* **What is required**
Transcribe the data below exactly, but only from the line containing "the mountain silhouette." through its final line, both included.

Start of Records to process

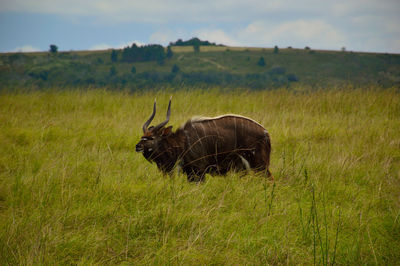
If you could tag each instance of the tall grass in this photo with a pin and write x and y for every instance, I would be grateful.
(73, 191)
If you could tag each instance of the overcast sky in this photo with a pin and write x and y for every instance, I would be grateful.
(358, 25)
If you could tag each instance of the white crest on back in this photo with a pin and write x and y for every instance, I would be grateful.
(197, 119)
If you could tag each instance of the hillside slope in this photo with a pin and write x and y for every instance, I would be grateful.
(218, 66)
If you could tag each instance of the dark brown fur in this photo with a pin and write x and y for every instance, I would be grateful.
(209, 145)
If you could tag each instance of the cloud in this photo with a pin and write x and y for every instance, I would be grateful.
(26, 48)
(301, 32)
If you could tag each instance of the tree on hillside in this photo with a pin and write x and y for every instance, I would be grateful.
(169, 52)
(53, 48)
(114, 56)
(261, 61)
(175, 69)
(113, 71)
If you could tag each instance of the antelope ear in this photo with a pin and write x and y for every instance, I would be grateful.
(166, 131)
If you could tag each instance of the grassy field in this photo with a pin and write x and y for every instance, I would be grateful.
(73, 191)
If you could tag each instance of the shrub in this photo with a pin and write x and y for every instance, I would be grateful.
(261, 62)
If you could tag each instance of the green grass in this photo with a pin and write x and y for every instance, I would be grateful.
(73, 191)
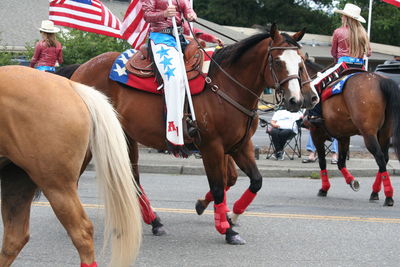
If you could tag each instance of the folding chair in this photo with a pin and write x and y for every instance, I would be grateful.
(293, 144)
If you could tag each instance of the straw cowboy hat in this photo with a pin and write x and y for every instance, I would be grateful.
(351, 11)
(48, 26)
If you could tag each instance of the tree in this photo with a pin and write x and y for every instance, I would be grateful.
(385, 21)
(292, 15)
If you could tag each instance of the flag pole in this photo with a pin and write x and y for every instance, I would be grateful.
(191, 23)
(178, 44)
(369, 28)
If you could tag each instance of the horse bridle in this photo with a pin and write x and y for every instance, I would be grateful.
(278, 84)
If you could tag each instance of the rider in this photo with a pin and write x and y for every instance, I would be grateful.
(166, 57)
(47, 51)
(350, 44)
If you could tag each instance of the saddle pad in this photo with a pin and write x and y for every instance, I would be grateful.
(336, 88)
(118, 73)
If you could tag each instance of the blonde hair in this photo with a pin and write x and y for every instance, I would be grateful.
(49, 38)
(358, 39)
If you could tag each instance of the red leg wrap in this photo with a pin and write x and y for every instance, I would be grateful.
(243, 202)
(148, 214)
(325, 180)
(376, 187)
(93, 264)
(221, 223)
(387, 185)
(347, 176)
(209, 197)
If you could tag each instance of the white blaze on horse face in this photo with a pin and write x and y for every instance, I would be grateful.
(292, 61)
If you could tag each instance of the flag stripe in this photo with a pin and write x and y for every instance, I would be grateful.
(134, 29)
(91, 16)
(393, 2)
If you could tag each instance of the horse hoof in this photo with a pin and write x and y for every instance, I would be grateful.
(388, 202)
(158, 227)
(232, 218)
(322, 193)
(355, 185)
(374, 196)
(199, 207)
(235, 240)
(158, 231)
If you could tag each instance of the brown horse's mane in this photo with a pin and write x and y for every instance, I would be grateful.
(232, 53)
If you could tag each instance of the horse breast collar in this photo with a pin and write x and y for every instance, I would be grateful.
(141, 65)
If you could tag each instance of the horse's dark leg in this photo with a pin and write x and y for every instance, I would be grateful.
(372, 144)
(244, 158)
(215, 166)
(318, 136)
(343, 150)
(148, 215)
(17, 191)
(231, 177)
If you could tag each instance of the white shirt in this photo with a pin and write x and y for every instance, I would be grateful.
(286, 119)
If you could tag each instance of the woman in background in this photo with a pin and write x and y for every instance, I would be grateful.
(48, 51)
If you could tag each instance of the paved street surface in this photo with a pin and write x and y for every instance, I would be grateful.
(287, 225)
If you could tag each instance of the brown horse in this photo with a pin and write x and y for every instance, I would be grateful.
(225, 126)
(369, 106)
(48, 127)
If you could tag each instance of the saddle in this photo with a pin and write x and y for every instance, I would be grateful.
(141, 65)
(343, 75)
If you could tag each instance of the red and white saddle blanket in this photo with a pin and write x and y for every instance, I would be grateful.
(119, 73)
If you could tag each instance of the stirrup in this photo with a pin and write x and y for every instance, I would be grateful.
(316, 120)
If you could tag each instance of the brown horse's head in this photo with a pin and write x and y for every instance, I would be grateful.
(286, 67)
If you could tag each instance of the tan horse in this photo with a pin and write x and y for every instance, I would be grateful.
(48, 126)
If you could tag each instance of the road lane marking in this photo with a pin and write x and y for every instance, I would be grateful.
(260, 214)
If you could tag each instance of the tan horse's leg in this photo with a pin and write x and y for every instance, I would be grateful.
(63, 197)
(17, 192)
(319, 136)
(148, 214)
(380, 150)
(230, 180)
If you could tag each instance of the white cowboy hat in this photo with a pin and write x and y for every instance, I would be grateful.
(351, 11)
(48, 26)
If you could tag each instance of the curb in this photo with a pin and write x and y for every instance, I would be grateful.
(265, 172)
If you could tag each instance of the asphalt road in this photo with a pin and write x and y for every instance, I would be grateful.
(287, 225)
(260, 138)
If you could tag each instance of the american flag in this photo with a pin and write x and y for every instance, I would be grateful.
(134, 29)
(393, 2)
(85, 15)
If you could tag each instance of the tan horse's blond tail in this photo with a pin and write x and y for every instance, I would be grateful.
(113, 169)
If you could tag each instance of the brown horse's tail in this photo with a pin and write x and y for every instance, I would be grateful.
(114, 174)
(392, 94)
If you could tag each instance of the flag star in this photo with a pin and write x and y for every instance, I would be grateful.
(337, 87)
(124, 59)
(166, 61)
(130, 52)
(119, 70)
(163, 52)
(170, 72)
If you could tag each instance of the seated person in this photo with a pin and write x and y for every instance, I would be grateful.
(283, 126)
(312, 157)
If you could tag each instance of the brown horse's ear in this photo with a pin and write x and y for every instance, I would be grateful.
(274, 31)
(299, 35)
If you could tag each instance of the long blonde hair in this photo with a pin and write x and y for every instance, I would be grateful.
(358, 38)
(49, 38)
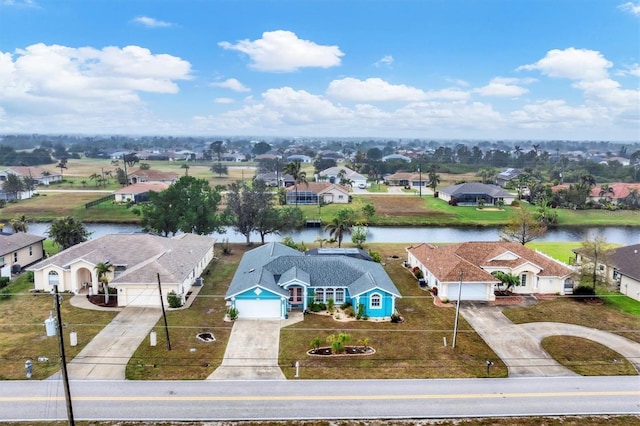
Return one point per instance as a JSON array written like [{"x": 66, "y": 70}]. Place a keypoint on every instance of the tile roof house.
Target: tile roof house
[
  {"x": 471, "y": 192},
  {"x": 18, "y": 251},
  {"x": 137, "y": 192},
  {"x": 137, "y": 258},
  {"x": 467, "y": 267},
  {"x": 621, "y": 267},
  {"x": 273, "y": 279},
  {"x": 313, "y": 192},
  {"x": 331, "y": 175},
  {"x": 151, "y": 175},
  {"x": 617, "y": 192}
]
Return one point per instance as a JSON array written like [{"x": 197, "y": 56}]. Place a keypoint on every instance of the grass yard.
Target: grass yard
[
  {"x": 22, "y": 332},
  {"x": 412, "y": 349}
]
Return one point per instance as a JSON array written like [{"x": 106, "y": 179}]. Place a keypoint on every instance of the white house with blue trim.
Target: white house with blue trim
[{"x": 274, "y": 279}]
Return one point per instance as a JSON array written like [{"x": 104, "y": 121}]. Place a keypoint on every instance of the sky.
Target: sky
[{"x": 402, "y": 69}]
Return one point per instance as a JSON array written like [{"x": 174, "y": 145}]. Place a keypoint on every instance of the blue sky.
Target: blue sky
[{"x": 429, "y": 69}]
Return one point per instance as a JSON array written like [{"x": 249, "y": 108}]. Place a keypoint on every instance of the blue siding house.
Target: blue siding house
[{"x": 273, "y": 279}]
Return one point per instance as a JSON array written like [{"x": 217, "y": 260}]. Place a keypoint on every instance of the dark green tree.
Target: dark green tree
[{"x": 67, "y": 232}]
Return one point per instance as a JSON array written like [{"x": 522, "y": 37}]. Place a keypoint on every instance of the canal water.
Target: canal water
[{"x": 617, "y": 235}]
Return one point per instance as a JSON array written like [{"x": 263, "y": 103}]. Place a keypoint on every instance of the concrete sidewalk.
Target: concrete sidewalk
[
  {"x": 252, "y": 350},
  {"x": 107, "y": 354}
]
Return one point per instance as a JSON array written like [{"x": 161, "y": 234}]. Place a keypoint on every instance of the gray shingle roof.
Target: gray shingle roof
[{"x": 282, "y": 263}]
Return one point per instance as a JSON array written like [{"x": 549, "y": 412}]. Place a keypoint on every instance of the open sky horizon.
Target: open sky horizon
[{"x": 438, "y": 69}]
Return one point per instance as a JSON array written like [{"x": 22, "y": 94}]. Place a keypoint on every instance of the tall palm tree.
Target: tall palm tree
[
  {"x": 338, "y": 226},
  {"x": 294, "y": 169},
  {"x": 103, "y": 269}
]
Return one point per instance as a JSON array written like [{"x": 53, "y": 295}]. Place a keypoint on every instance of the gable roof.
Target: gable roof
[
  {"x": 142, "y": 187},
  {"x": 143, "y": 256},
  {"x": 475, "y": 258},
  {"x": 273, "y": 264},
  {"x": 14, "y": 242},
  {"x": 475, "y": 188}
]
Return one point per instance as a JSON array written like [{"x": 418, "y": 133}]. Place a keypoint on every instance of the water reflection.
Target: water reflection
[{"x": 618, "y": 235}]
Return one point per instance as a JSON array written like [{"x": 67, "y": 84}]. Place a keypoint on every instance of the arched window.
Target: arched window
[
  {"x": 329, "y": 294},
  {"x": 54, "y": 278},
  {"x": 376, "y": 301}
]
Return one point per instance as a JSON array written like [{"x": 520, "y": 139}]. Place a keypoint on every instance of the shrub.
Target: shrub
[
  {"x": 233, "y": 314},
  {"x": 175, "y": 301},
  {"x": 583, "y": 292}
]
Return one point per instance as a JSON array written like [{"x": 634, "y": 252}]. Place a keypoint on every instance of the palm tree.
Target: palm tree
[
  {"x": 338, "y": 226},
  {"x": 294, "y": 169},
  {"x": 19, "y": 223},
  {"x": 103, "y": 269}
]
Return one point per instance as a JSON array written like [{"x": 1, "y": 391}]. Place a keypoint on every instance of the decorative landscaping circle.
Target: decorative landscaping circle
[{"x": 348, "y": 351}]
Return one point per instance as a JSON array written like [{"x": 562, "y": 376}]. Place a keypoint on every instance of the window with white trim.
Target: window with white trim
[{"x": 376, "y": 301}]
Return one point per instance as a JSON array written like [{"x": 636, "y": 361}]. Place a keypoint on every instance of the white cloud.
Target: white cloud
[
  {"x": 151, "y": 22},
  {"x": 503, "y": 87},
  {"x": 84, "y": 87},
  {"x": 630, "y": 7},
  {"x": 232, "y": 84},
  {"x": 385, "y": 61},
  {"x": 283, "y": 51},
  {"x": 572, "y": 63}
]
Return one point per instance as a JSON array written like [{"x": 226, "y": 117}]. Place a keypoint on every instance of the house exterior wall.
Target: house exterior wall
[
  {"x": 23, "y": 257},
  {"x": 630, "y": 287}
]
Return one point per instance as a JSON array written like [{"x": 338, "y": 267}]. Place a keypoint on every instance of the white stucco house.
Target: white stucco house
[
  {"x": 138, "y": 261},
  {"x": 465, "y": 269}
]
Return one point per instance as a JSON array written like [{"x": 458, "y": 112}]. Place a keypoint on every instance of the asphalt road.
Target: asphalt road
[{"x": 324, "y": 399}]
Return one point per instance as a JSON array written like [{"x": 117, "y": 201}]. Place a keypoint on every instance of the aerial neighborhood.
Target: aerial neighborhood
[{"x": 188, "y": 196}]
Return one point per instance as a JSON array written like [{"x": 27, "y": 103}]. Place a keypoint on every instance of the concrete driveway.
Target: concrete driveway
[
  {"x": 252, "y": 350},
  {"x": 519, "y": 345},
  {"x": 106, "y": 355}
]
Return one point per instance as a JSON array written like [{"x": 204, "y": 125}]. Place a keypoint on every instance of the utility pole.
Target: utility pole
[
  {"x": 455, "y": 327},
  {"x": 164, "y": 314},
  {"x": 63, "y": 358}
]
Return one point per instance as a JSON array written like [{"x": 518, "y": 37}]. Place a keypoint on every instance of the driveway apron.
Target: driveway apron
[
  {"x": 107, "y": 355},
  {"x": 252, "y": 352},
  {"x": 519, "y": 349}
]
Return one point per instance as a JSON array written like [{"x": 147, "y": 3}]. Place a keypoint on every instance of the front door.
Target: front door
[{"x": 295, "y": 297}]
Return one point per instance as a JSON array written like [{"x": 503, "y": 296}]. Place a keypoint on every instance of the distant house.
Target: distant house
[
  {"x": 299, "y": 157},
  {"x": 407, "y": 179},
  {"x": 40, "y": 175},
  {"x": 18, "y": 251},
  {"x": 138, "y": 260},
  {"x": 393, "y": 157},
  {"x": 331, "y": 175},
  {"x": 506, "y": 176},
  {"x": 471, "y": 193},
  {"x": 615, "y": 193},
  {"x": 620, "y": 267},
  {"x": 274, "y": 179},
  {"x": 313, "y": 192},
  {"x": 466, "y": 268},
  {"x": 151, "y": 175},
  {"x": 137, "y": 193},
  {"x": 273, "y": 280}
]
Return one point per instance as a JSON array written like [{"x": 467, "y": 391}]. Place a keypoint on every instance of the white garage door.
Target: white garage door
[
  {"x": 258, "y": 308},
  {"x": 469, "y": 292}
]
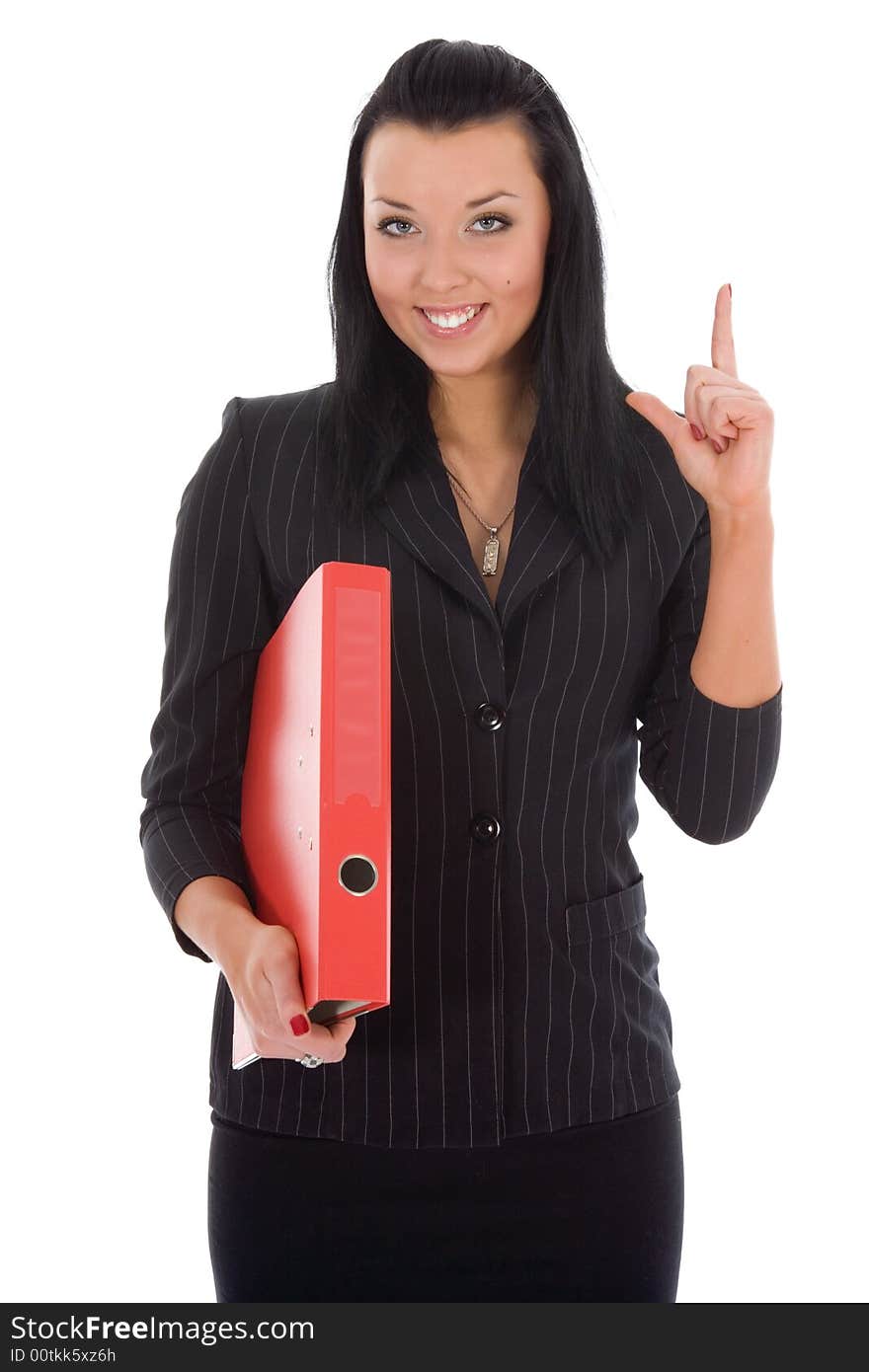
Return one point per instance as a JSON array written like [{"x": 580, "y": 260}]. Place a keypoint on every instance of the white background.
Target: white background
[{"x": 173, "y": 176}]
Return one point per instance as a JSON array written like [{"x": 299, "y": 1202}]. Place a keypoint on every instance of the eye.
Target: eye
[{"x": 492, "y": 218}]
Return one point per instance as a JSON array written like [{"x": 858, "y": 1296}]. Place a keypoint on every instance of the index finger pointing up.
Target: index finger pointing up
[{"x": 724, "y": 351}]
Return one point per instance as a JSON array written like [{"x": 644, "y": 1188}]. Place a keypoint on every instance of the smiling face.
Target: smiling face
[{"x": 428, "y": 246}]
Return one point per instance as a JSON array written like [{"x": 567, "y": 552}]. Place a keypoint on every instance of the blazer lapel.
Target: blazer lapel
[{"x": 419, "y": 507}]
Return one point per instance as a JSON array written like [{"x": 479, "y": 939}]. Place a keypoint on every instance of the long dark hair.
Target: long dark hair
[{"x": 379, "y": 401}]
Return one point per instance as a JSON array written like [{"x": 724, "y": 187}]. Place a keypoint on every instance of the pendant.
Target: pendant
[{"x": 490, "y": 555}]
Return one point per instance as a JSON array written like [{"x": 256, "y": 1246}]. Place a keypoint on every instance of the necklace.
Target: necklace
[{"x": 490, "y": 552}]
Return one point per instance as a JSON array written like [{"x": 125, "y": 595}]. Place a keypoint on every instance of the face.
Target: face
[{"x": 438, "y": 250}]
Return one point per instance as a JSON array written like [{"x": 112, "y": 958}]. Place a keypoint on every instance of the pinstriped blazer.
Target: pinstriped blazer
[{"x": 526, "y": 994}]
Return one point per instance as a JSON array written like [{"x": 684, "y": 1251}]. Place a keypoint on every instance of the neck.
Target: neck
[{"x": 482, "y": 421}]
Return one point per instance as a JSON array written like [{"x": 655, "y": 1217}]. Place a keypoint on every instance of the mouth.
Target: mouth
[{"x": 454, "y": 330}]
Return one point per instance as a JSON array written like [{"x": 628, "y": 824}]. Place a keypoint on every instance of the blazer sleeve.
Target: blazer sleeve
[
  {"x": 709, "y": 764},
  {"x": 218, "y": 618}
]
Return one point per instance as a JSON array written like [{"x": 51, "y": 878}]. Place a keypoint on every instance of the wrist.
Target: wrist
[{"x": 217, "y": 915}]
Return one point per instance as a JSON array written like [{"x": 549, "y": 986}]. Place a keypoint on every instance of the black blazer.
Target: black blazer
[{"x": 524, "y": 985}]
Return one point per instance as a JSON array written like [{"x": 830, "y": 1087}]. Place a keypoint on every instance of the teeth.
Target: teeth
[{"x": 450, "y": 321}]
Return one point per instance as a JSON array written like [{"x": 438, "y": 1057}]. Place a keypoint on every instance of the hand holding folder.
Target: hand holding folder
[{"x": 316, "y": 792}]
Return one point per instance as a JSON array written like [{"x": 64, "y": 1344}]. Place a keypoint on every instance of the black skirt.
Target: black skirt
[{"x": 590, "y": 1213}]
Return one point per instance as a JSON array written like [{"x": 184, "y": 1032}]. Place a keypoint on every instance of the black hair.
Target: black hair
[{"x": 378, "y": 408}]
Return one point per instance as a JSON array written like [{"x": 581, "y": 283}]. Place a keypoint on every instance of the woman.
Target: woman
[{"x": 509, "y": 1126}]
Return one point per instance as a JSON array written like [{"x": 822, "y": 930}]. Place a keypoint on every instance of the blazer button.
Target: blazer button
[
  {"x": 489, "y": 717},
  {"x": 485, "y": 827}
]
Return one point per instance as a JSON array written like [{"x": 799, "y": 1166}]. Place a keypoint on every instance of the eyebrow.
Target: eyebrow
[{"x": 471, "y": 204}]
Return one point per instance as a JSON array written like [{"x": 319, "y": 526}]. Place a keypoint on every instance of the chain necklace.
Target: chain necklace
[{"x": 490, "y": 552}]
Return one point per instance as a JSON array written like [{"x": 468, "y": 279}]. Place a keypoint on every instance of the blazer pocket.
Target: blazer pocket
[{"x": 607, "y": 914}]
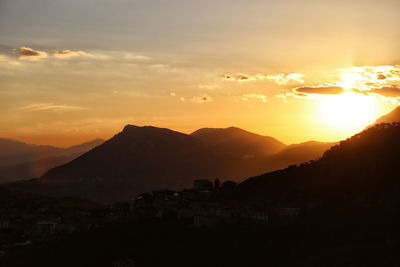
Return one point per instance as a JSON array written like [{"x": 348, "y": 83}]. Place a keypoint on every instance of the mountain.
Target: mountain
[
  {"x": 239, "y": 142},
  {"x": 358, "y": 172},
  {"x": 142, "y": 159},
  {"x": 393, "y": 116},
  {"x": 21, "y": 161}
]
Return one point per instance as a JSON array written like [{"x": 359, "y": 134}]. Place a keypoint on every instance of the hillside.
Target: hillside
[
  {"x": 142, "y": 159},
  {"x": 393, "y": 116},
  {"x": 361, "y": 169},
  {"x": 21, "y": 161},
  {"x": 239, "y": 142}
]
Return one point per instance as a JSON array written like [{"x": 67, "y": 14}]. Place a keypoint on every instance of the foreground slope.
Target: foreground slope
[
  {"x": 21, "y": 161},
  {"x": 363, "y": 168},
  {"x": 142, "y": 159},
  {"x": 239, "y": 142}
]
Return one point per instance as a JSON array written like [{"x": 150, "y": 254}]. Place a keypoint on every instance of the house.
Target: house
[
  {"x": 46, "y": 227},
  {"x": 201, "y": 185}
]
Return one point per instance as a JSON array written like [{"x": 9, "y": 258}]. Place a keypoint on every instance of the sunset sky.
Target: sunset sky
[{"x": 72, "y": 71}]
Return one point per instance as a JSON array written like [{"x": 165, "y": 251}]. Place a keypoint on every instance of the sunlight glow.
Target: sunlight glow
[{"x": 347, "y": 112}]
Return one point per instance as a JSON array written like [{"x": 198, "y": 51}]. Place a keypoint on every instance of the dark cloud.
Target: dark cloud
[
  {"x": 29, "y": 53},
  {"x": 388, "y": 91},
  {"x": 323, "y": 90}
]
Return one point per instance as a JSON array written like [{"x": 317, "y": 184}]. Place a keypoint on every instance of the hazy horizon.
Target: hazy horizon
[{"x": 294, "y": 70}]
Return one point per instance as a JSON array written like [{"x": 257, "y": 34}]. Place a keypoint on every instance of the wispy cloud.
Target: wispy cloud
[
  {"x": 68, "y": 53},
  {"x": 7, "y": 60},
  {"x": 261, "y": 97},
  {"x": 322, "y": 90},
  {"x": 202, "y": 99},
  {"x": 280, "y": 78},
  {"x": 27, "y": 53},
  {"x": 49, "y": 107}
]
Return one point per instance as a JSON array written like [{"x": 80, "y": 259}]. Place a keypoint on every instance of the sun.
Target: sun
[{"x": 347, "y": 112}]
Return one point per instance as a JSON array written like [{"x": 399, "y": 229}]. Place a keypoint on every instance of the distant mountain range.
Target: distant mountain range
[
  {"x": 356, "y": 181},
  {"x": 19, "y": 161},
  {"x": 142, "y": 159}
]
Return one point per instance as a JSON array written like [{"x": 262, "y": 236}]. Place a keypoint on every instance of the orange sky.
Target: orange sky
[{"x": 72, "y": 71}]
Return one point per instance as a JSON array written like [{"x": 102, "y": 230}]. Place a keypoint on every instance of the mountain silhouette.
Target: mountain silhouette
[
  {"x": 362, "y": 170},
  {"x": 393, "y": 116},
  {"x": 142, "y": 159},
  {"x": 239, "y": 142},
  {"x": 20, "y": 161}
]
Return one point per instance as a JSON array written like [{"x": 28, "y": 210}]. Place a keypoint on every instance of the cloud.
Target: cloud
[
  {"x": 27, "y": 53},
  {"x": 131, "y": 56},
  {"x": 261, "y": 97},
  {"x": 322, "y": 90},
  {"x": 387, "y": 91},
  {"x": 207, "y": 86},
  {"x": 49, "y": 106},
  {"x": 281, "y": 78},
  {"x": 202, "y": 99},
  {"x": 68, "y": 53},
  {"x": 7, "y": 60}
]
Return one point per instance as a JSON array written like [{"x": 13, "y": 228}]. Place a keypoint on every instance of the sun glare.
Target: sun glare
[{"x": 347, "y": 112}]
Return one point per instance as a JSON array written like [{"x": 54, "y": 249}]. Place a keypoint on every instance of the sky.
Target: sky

End of Records to process

* **Written reply**
Return one point per instance as a JSON array written like [{"x": 102, "y": 230}]. Place a keypoint on every instance of the mountain silhouette.
Target: mountain silhouette
[
  {"x": 362, "y": 170},
  {"x": 393, "y": 116},
  {"x": 142, "y": 159},
  {"x": 239, "y": 142},
  {"x": 20, "y": 161}
]
Return one point per instance as a JSON array written like [{"x": 28, "y": 210}]. Place a keypoint on every instance of the cloud.
Target: cloud
[
  {"x": 27, "y": 53},
  {"x": 131, "y": 56},
  {"x": 261, "y": 97},
  {"x": 322, "y": 90},
  {"x": 387, "y": 91},
  {"x": 207, "y": 86},
  {"x": 49, "y": 106},
  {"x": 281, "y": 78},
  {"x": 202, "y": 99},
  {"x": 68, "y": 53},
  {"x": 7, "y": 60}
]
Return one point per instance as a JSON array written like [{"x": 13, "y": 228}]. Place a keypoint on every instance of the sun glare.
Target: sun glare
[{"x": 347, "y": 112}]
Return one point per instance as a JSON array written like [{"x": 54, "y": 249}]. Place a keypoint on every instance of the sky.
Target: sky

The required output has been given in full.